## REQUIRED TASKS
1. For each statement, say yes or no on whether it agrees with the passage about the battlefield, dialysis and the drive home, and quote the words from it that decide. (a) The writer walked across the battlefield in 2019. (b) Nobody was with the writer on the drive back. (c) Rosemary saw snow on the Puy de Sancy this morning.
2. Using the passage about the battlefield, dialysis and the drive home, explain why the writer has no interest in a psychiatrist's visit.
3. Continue the passage about the battlefield, dialysis and the drive home, starting after its last sentence about winter being on the way.

## PASSAGE PROVIDED
::::::::::
When we were there IN 2019 and walked across the battlefield, you could see just how ideal it was for an ambush
Carrington noticed it too when he went to retrieve the bodies, and in his notes he describes – in lurid, gruesome detail – the mutilations that they had suffered, many of which had been committed while the victims were likely still alive.
When they were disconnecting me and unplugging me, they talked about my “unwillingness” to become involved in the more gruesome parts of this dialysis procedure.
They talked about sending the psychiatrist to see me and asked if I would like that. Well, apart from the fact that I think that anyone who wants to see a psychiatrist needs his head examined, I am actually quite comfortable with my problems. And if anyone can help me overcome them it won’t be a trick cyclist. I shall have to do it myself.
It was a silent drive back here with a very taciturn chauffeur, and then my cleaner watched as I fought my way upstairs alone
And Rosemary had sent me a message. She tells me that this morning she saw the snow on the Puy de Sancy. Winter’s on the way already.
::::::::::
## EXTRACTED INFORMATION
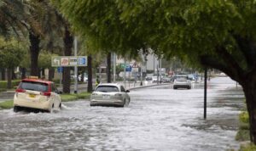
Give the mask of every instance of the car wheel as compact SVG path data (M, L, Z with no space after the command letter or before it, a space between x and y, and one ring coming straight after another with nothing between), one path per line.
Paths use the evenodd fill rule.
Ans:
M20 108L19 106L14 107L14 112L19 112L20 110Z

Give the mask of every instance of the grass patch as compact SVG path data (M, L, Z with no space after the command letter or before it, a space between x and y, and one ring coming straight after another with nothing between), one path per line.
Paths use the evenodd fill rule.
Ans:
M249 130L239 130L236 136L236 141L249 141L250 131Z
M8 100L0 103L0 108L2 109L10 109L14 107L14 101L13 100Z
M253 143L241 145L239 149L239 151L255 151L255 150L256 150L256 146L253 145Z

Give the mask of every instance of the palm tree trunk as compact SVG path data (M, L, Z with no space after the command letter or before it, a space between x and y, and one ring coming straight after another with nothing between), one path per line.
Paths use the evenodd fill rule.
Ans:
M21 70L21 79L24 79L26 78L26 68L20 68L20 70Z
M38 55L39 55L39 43L40 37L38 35L33 34L32 31L29 32L30 40L30 53L31 53L31 76L38 76Z
M108 68L107 68L108 83L111 83L111 53L108 53L107 64L108 64Z
M71 56L73 42L73 36L71 35L67 25L65 27L64 41L64 55ZM70 93L70 67L63 68L63 92Z
M12 88L12 69L7 69L7 88Z
M49 69L49 81L52 81L54 77L55 77L55 69L50 68Z
M5 81L5 69L2 68L1 69L1 76L2 76L2 81Z
M92 61L91 61L91 56L89 55L88 56L88 62L87 62L87 65L88 65L88 86L87 86L87 92L92 92L93 88L92 88Z

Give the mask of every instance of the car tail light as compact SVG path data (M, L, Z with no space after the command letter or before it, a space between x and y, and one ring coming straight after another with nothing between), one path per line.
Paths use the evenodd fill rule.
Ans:
M122 94L120 94L120 93L116 93L116 94L114 94L114 96L117 96L117 97L121 97L121 96L122 96Z
M41 92L41 95L46 96L46 97L50 97L50 92Z
M15 91L16 92L26 92L26 90L22 89L22 88L18 88Z

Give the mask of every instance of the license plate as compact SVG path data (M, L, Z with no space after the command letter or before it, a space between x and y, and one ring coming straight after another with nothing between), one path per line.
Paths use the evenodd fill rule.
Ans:
M109 95L103 95L102 97L104 99L109 99L110 98L110 96Z
M36 98L36 95L35 94L29 94L29 97L34 98Z

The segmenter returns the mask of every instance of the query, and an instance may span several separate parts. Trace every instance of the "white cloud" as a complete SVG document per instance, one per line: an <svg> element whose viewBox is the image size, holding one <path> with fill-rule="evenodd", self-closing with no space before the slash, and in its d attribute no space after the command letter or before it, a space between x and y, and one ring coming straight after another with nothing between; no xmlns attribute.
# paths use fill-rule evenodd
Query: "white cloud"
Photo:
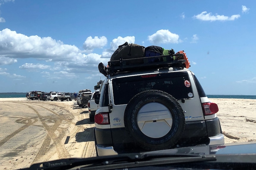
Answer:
::::::::::
## RESPONSES TO THE EXERCISE
1.
(a) Yes: "When we were there IN 2019 and walked across the battlefield"
(b) No: "It was a silent drive back here with a very taciturn chauffeur"
(c) Yes: "She tells me that this morning she saw the snow on the Puy de Sancy"

2. The writer is quite comfortable with their problems. They also believe no psychiatrist will be the one to help them overcome those problems and that they will have to do it themselves.

3.
Having mentioned Aberystwyth’s disaster last night, it’s even worse because Y Fflint surprisingly beat Hwlffordd this afternoon to pull away up the table.
Tea was, for a change, a burger on a bun. It’s been a while since I’d had one of those, made with the stuff that my friend in Munich had sent me ages ago. I’d made it up and then frozen the burgers to use bit by bit.
And my roly poly was delicious too.
So now I’m off to bed – when I’ve dictated the radio notes that I’ve written during the week. High time I went back to work
But on this psychiatry thing, the last time I was there they gave me the Rorschach test
The psychiatrist showed me a photo of an ink-stain and asked "what’s this?"
"Rorschach test image number six" I replied
"Ohh come on" he urged. "Be serious"
"OK" I said. "It’s a loaf of bread"
"And this?"
"A dragonfly"
"And this?"
"An octopus"
"And this?"
"Eeeuurrgg" I shuddered. "That’s an evil parasite that sucks out the lifeblood of human beings and gorges itself on their energy and shrinks the willpower …"
The psychiatrist looked at the card. "I’m very sorry" he said. "But that’s a photo of my wife"
"But was I close?"
"You were close"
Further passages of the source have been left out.